What the exercise asks — Line by line, transcribe all of the entries exactly.

Available data —
════

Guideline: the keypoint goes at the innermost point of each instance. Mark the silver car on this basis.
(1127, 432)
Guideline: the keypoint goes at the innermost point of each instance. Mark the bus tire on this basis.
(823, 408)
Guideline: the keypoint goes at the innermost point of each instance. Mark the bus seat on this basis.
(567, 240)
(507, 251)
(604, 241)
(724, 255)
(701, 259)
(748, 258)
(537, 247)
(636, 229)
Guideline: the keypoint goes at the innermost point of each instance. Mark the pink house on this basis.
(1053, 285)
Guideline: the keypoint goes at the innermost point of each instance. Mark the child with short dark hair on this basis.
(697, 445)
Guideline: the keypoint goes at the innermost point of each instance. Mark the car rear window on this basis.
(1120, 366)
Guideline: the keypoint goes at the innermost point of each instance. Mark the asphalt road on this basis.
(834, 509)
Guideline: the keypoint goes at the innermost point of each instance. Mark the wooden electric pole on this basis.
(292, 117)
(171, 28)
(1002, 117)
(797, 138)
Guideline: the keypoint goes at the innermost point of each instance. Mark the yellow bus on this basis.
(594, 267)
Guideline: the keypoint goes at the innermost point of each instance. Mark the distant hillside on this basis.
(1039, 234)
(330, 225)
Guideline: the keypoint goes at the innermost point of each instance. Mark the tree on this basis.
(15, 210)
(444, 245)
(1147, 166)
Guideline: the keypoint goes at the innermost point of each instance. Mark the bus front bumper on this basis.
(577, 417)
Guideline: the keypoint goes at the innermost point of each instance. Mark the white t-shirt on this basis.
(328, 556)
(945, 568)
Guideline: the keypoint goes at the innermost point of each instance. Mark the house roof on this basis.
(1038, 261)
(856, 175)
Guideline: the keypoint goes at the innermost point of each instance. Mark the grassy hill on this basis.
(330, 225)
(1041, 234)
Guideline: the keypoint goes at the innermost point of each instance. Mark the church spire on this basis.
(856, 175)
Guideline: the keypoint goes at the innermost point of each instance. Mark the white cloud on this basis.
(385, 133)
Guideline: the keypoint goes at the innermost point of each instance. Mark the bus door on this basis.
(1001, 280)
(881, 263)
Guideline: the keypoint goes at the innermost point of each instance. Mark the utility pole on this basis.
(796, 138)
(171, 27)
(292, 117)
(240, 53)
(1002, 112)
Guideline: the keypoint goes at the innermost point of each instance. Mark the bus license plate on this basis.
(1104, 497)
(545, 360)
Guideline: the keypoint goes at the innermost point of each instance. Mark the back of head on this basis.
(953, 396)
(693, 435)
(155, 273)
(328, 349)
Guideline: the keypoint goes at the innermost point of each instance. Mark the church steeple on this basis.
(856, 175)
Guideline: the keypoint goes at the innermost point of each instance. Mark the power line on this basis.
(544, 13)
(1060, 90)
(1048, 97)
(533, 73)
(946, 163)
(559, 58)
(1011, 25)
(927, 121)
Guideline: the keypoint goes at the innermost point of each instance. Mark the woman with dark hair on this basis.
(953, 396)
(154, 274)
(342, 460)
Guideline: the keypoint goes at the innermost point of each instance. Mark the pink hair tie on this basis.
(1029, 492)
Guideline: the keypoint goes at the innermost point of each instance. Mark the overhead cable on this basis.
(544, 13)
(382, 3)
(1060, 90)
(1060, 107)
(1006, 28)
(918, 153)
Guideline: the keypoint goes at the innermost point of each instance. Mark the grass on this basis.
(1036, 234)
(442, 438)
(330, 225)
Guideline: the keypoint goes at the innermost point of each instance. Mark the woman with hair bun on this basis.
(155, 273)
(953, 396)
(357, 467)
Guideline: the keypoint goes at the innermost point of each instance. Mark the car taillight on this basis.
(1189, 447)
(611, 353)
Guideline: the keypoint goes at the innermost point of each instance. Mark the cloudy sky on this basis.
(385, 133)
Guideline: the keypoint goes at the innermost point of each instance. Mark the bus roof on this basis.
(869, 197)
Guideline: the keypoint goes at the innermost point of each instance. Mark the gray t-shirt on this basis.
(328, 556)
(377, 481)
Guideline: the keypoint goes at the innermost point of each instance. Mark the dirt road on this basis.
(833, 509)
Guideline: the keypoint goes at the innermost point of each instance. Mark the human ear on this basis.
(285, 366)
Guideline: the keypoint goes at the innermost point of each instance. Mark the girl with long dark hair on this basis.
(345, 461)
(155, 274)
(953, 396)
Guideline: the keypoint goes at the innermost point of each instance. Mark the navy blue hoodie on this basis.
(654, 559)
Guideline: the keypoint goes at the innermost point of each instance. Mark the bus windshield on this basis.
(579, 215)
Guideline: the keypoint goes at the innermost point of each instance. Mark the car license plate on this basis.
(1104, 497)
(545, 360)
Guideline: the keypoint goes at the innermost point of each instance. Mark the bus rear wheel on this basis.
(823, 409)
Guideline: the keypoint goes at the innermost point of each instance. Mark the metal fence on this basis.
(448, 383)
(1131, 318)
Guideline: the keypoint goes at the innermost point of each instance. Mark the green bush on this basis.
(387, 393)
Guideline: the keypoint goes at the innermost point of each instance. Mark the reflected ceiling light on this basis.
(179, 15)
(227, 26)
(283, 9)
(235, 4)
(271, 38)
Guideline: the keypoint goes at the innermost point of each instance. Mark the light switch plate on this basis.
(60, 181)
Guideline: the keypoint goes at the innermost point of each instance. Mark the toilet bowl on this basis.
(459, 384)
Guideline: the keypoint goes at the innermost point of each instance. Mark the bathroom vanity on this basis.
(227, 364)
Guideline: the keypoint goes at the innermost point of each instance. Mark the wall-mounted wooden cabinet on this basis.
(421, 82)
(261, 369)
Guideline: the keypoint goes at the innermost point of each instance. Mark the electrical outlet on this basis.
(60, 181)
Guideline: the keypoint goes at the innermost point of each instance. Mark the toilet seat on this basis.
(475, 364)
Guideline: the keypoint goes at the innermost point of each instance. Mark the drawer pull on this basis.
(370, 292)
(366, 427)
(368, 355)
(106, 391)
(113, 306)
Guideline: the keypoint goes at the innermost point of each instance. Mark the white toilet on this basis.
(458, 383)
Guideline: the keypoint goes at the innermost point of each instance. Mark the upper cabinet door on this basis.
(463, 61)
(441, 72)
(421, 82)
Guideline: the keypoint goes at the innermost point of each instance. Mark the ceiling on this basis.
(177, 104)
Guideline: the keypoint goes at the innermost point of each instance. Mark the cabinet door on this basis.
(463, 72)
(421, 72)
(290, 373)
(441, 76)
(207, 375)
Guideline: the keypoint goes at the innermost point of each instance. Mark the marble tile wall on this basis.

════

Answer to this task —
Guideline: the keypoint goes at the innermost point of each instance. Mark the silver car on this basis.
(1127, 432)
Guideline: the keypoint goes at the innermost point of each instance. Mark the bus tire on this basis.
(823, 408)
Guideline: the keypoint goes at the innermost point of each instance. Mark the bus seat on this basis.
(567, 240)
(507, 251)
(604, 241)
(724, 255)
(701, 259)
(748, 258)
(537, 247)
(636, 229)
Guideline: the keypoint goes at the innermost point of each instance. Mark the pink house on this basis.
(1053, 285)
Guideline: the keypoint goes at the innermost point of each instance. Mark the child with short dark hair on this basis.
(697, 445)
Guideline: the keypoint goes at the innermost point of each instance. Mark the car rear window on this basis.
(1120, 366)
Guideline: the keypoint goes at the innermost point of each instance. Mark the asphalt road on this basis.
(834, 509)
Guideline: the keypoint goes at the innermost point of each instance. Mark the wooden electric pole on this basis.
(292, 117)
(171, 28)
(1002, 117)
(797, 138)
Guideline: the keypoint goes at the innermost point of each instance. Mark the yellow bus on this basis.
(594, 267)
Guideline: the keypoint goes at the innermost point of each instance. Mark the distant hillside on this basis.
(1039, 234)
(330, 225)
Guideline: the keypoint goes at the innermost point of each instance. Mark the tree on this basis.
(15, 210)
(444, 245)
(1147, 166)
Guideline: the keypoint goes at the innermost point of each instance. Mark the bus front bumper on this basis.
(577, 417)
Guideline: the keypoint goes at the innermost point of each instance. Mark the white t-shirt on this basis.
(328, 556)
(945, 568)
Guideline: the keypoint goes at the innermost point of each instance. Mark the house roof on this basis.
(1038, 261)
(856, 175)
Guideline: the keypoint goes at the innermost point of each instance. Mark the grassy hill on this basis.
(330, 225)
(1041, 234)
Guideline: the keypoint goes at the innermost point of each instance. Mark the church spire on this basis.
(856, 175)
Guideline: the keypoint goes at the innermost point of each instance. Mark the white cloud on this basis.
(385, 133)
Guideline: the keypoint goes at the innermost point of each instance. Mark the bus door on this basis.
(1001, 280)
(881, 263)
Guideline: the keypoint goes at the innermost point of each instance. Mark the utility pole on this basis.
(796, 138)
(171, 27)
(292, 117)
(240, 53)
(1002, 112)
Guideline: the keypoint goes at the innermost point of each instance. Mark the bus license plate on this basis.
(1104, 497)
(545, 360)
Guideline: the keypoint goes at the innermost point of each instance. Mark the back of head on this basis.
(953, 396)
(693, 435)
(155, 273)
(328, 349)
Guideline: the keypoint goes at the innermost point of each instance. Mark the church steeple on this basis.
(856, 175)
Guideline: the keypoint goes at the innermost point of each instance. Mark the power line on this basis.
(544, 13)
(1060, 90)
(1048, 97)
(533, 73)
(946, 163)
(559, 58)
(1011, 25)
(927, 121)
Guideline: the keypoint goes at the innermost point of each instance. Mark the woman with dark hair on this basis.
(953, 396)
(154, 274)
(342, 460)
Guideline: the keypoint goes at the innermost point of each instance. Mark the pink hair tie on this basis.
(1029, 492)
Guideline: the keypoint goes at the innermost point of each instance. Mark the overhead cable on this basis.
(544, 13)
(382, 3)
(1060, 90)
(1060, 107)
(1006, 28)
(918, 153)
Guideline: the keypoint goes at the innermost point of each instance. Mark the grass on this basis.
(1036, 234)
(442, 438)
(330, 225)
Guideline: the keypoint goes at the innermost point of each instance. Mark the woman with hair bun on this basis.
(155, 273)
(953, 396)
(357, 467)
Guideline: the keypoint goes at the innermost point of each instance. Mark the car taillight on this basis.
(1189, 447)
(611, 353)
Guideline: the keypoint goes at the innermost point of each instance. Mark the cloudy sky on this basis.
(385, 133)
Guideline: the keypoint goes at the innermost point of each instance. Mark the bus roof on this basis.
(869, 197)
Guideline: the keypoint goes at the innermost point of each instance. Mark the gray t-shirt on this basis.
(328, 556)
(377, 481)
Guideline: the keypoint goes at the innermost point of each instance. Mark the dirt road on this basis.
(833, 509)
Guideline: the keypoint goes at the innermost point of each instance. Mark the human ear on this basis.
(285, 366)
Guideline: the keypoint goes at the innermost point of each instance. Mark the girl with long dark hair on this basis.
(345, 461)
(155, 274)
(953, 396)
Guideline: the keypoint goes at the innermost point of each instance. Mark the navy blue hoodie on this basis.
(654, 559)
Guideline: the keypoint goes at the innermost point of each instance. Mark the bus windshield on this basis.
(579, 215)
Guideline: the keypoint goes at the innermost point of each instance. Mark the car license plate on this basis.
(1104, 497)
(545, 360)
Guideline: the keypoint goes at the innermost point of each instance. Mark the bus rear wheel on this basis.
(823, 409)
Guideline: the keypoint goes at the innermost point of each instance. Mark the metal fence on this basis.
(448, 383)
(1131, 318)
Guideline: the keypoint goes at the innermost point of each instance. Mark the green bush on this basis.
(387, 393)
Guideline: the keypoint goes at the innermost point of each instance. Mark the reflected ceiling light on this basis.
(179, 15)
(227, 26)
(283, 9)
(235, 4)
(271, 38)
Guideline: the keypoint goes at the innermost point of each instance. Mark the light switch plate on this basis.
(60, 181)
Guideline: the keypoint goes at the innermost point of each instance. Mark the toilet bowl on this basis.
(459, 384)
Guideline: the keypoint goes at the innermost point of each instance. Mark the bathroom vanity on this basis.
(227, 364)
Guideline: the keypoint goes at the innermost point of each instance. Mark the wall-mounted wooden cabinet on this basis.
(421, 82)
(261, 369)
Guideline: the keypoint goes at the innermost point of each instance. Mark the electrical outlet on this basis.
(60, 181)
Guideline: the keypoint goes at the innermost point of each instance. Mark the toilet seat on this basis.
(475, 364)
Guideline: the keypoint goes at the innermost point of each instance. Mark the drawer pull on this basis.
(370, 292)
(366, 427)
(368, 355)
(106, 391)
(113, 306)
Guideline: the keypoint goes at the innermost point of each instance. Mark the white toilet on this basis.
(458, 383)
Guideline: the keypoint goes at the innermost point of each instance. Mark the upper cabinet door on this basis.
(463, 61)
(441, 72)
(421, 82)
Guideline: the keypoint goes at the innermost point of each instance. Mark the ceiling on this basis.
(177, 104)
Guideline: the keypoint goes at the innermost point of each instance. Mark the cabinet door on this basis.
(463, 72)
(421, 72)
(290, 373)
(441, 76)
(207, 375)
Guideline: the keypoint goes at the innermost point of each instance. Mark the marble tile wall on this basis.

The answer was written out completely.